## Requirement
Print exactly the lines from the one containing "[point] every instance of the lake (one" through the last line of the listing, both included.
^^^^^^^^
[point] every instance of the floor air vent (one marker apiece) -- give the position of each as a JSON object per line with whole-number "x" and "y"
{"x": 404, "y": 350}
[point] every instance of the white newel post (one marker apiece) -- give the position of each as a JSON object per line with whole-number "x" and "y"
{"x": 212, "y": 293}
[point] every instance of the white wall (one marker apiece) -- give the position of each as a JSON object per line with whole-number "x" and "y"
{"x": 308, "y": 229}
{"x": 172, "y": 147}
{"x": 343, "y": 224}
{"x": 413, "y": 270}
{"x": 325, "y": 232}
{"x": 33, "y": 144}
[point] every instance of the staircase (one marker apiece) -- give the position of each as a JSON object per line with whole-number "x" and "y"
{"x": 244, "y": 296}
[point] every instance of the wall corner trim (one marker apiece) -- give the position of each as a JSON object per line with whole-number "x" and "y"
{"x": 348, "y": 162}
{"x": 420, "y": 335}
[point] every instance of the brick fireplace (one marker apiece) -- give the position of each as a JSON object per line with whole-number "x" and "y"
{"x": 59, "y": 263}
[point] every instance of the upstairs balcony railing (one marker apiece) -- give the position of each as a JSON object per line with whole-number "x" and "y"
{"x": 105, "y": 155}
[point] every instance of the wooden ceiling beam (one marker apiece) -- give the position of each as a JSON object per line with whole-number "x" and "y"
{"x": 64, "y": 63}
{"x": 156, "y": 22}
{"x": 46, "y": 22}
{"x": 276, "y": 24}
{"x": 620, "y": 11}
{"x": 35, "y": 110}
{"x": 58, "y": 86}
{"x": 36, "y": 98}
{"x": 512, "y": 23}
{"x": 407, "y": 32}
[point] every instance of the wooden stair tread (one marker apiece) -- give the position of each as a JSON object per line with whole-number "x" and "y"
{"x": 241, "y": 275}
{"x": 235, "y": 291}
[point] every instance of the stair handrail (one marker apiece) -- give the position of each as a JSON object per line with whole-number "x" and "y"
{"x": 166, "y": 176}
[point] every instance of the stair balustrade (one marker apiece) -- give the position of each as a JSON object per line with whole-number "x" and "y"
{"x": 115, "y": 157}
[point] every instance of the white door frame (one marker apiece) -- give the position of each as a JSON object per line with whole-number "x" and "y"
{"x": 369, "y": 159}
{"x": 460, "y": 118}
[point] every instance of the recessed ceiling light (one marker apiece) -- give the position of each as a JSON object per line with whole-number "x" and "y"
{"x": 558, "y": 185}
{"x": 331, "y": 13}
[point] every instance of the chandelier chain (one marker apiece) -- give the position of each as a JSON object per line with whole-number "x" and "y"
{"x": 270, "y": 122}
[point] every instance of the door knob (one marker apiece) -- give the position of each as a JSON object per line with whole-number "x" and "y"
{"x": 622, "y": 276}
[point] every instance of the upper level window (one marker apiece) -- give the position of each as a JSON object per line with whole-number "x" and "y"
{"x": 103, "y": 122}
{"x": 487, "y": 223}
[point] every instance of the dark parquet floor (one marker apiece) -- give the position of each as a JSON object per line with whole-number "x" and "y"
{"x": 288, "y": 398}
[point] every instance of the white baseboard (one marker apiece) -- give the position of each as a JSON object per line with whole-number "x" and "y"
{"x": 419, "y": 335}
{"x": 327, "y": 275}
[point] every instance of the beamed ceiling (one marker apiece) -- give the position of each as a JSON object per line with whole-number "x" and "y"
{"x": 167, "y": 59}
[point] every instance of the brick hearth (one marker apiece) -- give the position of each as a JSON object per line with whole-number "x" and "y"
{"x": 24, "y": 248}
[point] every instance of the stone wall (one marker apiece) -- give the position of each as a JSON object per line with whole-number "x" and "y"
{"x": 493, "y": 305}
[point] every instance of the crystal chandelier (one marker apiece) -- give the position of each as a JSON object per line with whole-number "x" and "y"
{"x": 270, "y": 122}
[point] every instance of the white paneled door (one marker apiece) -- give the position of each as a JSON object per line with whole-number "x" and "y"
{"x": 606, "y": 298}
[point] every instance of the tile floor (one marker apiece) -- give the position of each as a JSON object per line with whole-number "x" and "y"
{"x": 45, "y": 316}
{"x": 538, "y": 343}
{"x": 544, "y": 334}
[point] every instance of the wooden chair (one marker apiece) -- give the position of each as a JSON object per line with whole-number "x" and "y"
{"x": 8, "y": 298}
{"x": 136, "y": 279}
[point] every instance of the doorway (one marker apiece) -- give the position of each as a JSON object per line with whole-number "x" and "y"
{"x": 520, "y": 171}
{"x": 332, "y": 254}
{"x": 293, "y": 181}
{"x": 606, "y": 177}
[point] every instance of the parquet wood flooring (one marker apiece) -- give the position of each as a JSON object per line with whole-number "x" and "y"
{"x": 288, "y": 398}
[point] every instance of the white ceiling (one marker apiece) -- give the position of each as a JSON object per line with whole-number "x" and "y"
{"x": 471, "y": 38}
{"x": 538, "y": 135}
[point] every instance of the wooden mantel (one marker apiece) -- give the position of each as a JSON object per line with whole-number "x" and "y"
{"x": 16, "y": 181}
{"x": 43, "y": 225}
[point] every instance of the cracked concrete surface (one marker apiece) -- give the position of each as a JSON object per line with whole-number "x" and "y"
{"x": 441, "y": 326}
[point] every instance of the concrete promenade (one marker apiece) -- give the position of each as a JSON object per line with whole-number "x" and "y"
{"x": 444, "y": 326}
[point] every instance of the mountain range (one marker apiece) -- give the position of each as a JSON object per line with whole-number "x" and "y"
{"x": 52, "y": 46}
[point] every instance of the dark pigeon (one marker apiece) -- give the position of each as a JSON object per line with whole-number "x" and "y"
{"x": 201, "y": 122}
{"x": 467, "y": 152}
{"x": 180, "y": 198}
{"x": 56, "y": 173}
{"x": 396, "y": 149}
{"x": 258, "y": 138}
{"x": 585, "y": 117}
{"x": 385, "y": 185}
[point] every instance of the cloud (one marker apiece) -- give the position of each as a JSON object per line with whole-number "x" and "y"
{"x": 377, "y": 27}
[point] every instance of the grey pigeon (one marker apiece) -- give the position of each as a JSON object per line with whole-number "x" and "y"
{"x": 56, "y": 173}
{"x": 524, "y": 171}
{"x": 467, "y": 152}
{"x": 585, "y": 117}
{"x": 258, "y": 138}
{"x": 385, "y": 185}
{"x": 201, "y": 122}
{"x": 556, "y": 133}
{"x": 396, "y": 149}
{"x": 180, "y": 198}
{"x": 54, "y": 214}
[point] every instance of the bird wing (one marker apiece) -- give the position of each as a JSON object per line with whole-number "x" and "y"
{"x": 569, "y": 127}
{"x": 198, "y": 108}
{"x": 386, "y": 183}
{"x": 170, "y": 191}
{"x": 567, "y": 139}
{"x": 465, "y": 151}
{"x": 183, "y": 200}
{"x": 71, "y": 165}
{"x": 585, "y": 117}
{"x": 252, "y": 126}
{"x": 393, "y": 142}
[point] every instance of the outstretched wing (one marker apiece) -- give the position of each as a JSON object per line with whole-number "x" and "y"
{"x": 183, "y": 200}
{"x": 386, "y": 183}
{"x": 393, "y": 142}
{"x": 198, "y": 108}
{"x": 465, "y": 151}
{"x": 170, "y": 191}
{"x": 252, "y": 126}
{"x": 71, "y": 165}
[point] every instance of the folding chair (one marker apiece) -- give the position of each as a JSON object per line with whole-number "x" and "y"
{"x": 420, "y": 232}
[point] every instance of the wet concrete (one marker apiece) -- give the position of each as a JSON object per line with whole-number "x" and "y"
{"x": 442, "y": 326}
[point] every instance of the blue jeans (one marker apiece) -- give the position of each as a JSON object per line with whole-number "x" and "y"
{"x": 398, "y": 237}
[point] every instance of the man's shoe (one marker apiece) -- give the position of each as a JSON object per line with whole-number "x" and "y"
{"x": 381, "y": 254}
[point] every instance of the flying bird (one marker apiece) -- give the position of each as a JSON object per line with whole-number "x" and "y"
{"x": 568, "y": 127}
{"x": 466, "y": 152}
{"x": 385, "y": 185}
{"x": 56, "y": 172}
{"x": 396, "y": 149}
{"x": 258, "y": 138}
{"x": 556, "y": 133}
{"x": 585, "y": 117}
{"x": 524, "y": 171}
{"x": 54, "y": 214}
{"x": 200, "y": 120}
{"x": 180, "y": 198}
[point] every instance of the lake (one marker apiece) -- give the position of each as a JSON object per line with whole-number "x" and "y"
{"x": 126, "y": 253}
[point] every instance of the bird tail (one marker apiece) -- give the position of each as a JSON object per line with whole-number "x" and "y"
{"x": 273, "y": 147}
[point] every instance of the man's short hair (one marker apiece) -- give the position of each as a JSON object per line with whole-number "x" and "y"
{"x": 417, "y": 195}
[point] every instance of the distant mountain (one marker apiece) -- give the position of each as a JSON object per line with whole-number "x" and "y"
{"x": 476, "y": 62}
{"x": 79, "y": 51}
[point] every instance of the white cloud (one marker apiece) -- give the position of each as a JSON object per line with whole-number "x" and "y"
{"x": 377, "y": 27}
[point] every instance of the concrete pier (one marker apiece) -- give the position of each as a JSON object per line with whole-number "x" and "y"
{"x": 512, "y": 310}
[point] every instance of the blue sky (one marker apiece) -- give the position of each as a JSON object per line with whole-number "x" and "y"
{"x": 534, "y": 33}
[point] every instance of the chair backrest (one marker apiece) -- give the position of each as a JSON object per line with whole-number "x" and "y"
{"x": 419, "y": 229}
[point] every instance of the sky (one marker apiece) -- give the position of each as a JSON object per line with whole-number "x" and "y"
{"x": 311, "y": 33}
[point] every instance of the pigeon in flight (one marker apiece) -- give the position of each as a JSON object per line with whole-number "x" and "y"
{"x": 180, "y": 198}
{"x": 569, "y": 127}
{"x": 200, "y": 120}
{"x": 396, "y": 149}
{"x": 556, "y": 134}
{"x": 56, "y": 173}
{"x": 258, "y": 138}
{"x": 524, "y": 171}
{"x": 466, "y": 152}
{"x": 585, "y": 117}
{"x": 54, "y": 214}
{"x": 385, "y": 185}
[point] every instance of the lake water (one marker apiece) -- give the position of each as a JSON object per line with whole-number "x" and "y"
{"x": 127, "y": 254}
^^^^^^^^
## Result of the task
[point] every instance of the lake (one marker apiece) -- give the position of each as a JSON object per line with whole-number "x" and "y"
{"x": 126, "y": 253}
[point] every instance of the bird tail (one marker apiece) -- give the position of each as a JSON object per line with whole-number "x" and "y"
{"x": 273, "y": 147}
[point] every instance of the man's short hair (one marker apiece) -- give the position of each as a JSON object per line with whole-number "x" and "y"
{"x": 417, "y": 195}
[point] every instance of the distant mountain (one marker apiece) -- give the position of each as a JSON object per line with whole-number "x" and "y"
{"x": 476, "y": 62}
{"x": 79, "y": 51}
[point] every instance of the white cloud (one marker apiece) -- give the position of each as a JSON object per line with whole-number "x" and "y"
{"x": 377, "y": 27}
[point] every instance of the concrete pier (one marker apiece) -- give the position of each as a JSON object per line with whole-number "x" and "y"
{"x": 512, "y": 310}
[point] every instance of the blue sky (one marker apiece) -- give the position of each as a JSON object per line with whole-number "x" and "y"
{"x": 534, "y": 33}
[point] every instance of the chair backrest (one marker apiece) -- give the position of each as a JSON object per line with whole-number "x" and "y"
{"x": 419, "y": 229}
[point] every instance of the sky (one marker apiece) -- give the position of each as a JSON object per line with whole-number "x" and "y"
{"x": 311, "y": 33}
[point] every instance of the pigeon in flight (one marker apiece) -- give the position of each as a JSON object per line with whole-number "x" and "y"
{"x": 180, "y": 198}
{"x": 569, "y": 127}
{"x": 200, "y": 120}
{"x": 396, "y": 149}
{"x": 556, "y": 134}
{"x": 56, "y": 173}
{"x": 258, "y": 138}
{"x": 524, "y": 171}
{"x": 466, "y": 152}
{"x": 585, "y": 117}
{"x": 54, "y": 214}
{"x": 385, "y": 185}
[point] every instance of the lake water (one marker apiece) -- give the position of each as a JSON object per line with whole-number "x" and "y"
{"x": 127, "y": 254}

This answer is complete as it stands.